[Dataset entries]
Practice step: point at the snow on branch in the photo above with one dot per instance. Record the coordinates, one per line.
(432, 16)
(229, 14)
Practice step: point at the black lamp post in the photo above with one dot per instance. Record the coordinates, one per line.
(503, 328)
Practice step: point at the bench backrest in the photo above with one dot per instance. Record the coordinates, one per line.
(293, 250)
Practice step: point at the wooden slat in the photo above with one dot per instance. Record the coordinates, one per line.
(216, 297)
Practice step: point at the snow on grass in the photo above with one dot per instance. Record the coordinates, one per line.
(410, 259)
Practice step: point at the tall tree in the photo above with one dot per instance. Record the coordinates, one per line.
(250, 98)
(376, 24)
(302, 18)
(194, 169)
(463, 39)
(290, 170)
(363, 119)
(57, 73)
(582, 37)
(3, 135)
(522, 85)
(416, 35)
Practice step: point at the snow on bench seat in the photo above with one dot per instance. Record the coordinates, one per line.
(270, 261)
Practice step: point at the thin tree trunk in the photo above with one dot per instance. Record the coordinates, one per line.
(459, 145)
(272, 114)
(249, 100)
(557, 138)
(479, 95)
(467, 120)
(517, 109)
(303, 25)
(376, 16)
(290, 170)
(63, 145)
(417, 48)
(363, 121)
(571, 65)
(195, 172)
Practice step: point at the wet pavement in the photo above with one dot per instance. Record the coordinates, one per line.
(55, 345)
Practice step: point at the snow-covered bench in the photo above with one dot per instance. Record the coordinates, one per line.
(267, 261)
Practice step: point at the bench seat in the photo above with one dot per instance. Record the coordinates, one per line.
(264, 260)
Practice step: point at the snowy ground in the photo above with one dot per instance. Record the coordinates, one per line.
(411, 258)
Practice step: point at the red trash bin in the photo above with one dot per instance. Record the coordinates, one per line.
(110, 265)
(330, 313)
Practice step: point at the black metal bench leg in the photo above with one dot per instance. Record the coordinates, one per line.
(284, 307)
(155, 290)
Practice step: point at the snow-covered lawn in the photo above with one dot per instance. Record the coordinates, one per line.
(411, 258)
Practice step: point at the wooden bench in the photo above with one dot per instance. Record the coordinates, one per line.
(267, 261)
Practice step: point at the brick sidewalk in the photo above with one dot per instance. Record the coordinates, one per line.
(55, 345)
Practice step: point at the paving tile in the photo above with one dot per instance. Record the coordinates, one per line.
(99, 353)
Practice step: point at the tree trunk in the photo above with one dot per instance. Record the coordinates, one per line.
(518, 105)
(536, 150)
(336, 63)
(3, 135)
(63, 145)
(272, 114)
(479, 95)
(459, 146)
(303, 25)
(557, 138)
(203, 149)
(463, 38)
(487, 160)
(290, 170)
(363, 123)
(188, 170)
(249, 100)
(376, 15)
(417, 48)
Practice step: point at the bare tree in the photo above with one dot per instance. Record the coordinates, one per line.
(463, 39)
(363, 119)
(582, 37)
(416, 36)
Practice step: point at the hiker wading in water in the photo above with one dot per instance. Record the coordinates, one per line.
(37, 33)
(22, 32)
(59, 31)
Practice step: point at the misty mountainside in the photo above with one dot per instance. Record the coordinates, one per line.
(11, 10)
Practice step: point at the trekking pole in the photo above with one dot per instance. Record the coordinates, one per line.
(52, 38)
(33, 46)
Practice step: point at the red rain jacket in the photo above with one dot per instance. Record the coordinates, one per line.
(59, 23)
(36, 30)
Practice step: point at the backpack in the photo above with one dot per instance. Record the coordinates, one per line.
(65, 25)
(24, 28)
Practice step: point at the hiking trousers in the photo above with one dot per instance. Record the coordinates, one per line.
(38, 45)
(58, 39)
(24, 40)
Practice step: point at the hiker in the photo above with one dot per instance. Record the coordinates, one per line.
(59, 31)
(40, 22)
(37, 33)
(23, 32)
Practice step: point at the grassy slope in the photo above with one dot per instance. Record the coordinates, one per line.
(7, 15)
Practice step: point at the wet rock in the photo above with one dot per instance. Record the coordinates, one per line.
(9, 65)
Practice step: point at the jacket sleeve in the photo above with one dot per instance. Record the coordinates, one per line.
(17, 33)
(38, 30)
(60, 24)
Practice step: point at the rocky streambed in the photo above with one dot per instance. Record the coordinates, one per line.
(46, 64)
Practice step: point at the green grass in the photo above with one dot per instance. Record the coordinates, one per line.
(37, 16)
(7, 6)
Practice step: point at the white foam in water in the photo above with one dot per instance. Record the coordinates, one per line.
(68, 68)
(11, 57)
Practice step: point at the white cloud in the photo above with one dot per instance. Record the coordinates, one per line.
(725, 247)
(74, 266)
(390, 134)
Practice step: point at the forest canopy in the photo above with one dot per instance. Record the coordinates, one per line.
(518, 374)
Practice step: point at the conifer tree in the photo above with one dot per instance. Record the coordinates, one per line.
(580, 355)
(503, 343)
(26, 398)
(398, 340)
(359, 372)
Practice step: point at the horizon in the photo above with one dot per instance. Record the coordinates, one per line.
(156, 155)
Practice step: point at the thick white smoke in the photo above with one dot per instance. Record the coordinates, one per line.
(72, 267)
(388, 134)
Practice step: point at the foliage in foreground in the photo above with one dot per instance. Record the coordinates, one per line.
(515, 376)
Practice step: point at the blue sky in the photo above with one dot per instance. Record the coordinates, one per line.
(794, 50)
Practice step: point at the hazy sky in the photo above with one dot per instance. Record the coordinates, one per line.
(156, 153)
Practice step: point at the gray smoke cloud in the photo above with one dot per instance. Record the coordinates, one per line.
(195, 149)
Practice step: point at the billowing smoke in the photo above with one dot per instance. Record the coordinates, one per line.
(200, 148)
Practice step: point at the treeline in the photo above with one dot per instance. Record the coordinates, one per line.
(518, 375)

- **Exercise description**:
Copy out every one of the records above word for word, keeping each line as it is.

- **Exercise response**:
Practice step: point at the snow on branch in the photo above with one dot per instance. Record the coordinates, one per line.
(432, 16)
(229, 14)
Practice step: point at the black lamp post in the photo above with one dot per instance. Record the coordinates, one per line.
(503, 328)
Practice step: point at the bench backrest in the photo above with one dot per instance. Record the coordinates, one per line.
(293, 250)
Practice step: point at the wooden slat in the photo above with one dot per instance. Record the coordinates, one per line.
(216, 297)
Practice step: point at the snow on grass in the photo above with one dot per instance. Record the coordinates, one per line.
(410, 259)
Practice step: point at the tall tree in the photo above with one dot per instance. Record the coordinates, one per line.
(250, 98)
(376, 24)
(302, 18)
(194, 169)
(463, 39)
(290, 170)
(363, 119)
(57, 73)
(582, 37)
(3, 135)
(522, 85)
(416, 35)
Practice step: point at the snow on bench seat in the photo above with one dot per instance. Record the coordinates, one per line.
(270, 261)
Practice step: point at the thin tree trunk in the photo above with one dot per instance. Record the coordinates, one per line.
(459, 145)
(272, 114)
(249, 100)
(557, 138)
(479, 95)
(467, 120)
(517, 109)
(303, 25)
(376, 16)
(290, 170)
(63, 145)
(417, 48)
(363, 121)
(571, 65)
(195, 172)
Practice step: point at the wet pavement in the photo above with one dot per instance. Record the coordinates, one per line.
(55, 345)
Practice step: point at the snow-covered bench in the photo above with one dot per instance. Record the coordinates, one per line.
(267, 261)
Practice step: point at the bench seat in the photo above with one dot per instance. Record the coordinates, one per line.
(264, 260)
Practice step: point at the snowy ground in the photo above with one dot per instance. Record the coordinates, one per line.
(411, 258)
Practice step: point at the red trash bin in the photo above with one dot per instance. Record the coordinates, one per line.
(110, 265)
(330, 313)
Practice step: point at the black metal bench leg in the photo above with one dot per instance. Record the coordinates, one per line.
(284, 307)
(155, 290)
Practice step: point at the snow-covered lawn in the photo above with one dot per instance. Record the coordinates, one per line.
(411, 258)
Practice step: point at the wooden bench in the photo above with one dot per instance. Record the coordinates, one per line.
(267, 261)
Practice step: point at the brick sidewalk in the photo above with one dot per instance. Record the coordinates, one per line.
(55, 345)
Practice step: point at the paving tile in the photo above with one dot per instance. Record the coordinates, one per line.
(99, 353)
Practice step: point at the tree trunk in the photo above with one dot per instance. Record the coordinates, one per line.
(518, 105)
(536, 150)
(336, 63)
(3, 135)
(63, 145)
(272, 114)
(479, 95)
(459, 146)
(303, 25)
(557, 138)
(203, 149)
(463, 38)
(487, 160)
(290, 170)
(363, 123)
(188, 170)
(249, 100)
(376, 15)
(417, 48)
Practice step: point at the bare tree in the photo above with one dot per instance. Record the coordinates, one per line.
(463, 39)
(363, 119)
(582, 37)
(416, 36)
Practice step: point at the hiker wading in water in the photo above with one dot per instance. Record the coordinates, one per line.
(37, 33)
(22, 32)
(59, 31)
Practice step: point at the misty mountainside in the photo above with one dot per instance. Record the coordinates, one per line.
(11, 10)
Practice step: point at the trekking pole in the photo above with one dot per instance. Record the coordinates, one per line.
(52, 38)
(33, 46)
Practice step: point at the red rain jacket in the photo above with one dot per instance. Record the coordinates, one per line.
(59, 23)
(36, 30)
Practice step: point at the backpack in the photo above with one dot per instance. Record the coordinates, one per line.
(65, 25)
(24, 28)
Practice step: point at the hiking trousers in the photo above with one dot per instance. Record the coordinates, one per line.
(38, 45)
(58, 39)
(24, 40)
Practice step: point at the hiker in the photo above with one dot per instance. Record the coordinates, one per line.
(59, 31)
(40, 22)
(37, 33)
(23, 32)
Practice step: point at the grassy slope in the photo above with one dot per instance. Record the coordinates, one per line.
(7, 15)
Practice step: point at the wet rock in the photo above with one dot per instance. Record the coordinates, one per line.
(9, 65)
Practice step: point at the jacket sleeve in the photo above with one dot per instance. Record the coordinates, one per line.
(17, 33)
(38, 30)
(60, 24)
Practice step: point at the rocky streambed in the photo above with one dot per instance. Record the coordinates, one per line.
(46, 64)
Practice step: point at the green grass in the photo above with one dot per instance. Record the coordinates, one per line.
(37, 16)
(7, 6)
Practice step: point at the white foam in water in the photo above with one dot per instance. Record the coordinates, one per line.
(68, 68)
(11, 57)
Practice step: point at the white cloud in the photo above with one dot per instance. Record the coordinates, one per line.
(725, 247)
(74, 266)
(390, 134)
Practice step: point at the forest canopy in the photo above with one dot per instance. Record the coordinates, one per line.
(518, 374)
Practice step: point at the conifer tree in the photo above with one dot per instance. Record the coordinates, one per line.
(580, 355)
(503, 343)
(26, 398)
(398, 340)
(359, 372)
Practice step: point at the horizon in the photo above with one dot per instance. Record the coordinates, one per line.
(156, 155)
Practice step: point at the thick white smoke in the photo above with one dot per instance. Record the coordinates, one per line.
(72, 267)
(388, 134)
Practice step: point at the foliage in foreground in the photo above with one dot per instance. Record the coordinates, one per line.
(515, 376)
Practice step: point at the blue sky in the photo above with one dot per instance. Record the coordinates, one per line.
(794, 50)
Practice step: point at the hazy sky in the photo above with one dot per instance. Record the coordinates, one per line.
(156, 153)
Practice step: point at the gray smoke cloud in the photo above with one dot per instance. Record the coordinates, one per line.
(195, 149)
Practice step: point at the billowing smoke in the photo above with one dot per instance. Record the coordinates, one per line.
(200, 148)
Practice step: point at the treeline in the photo above with one dot per instance. Record the coordinates, one per line.
(518, 375)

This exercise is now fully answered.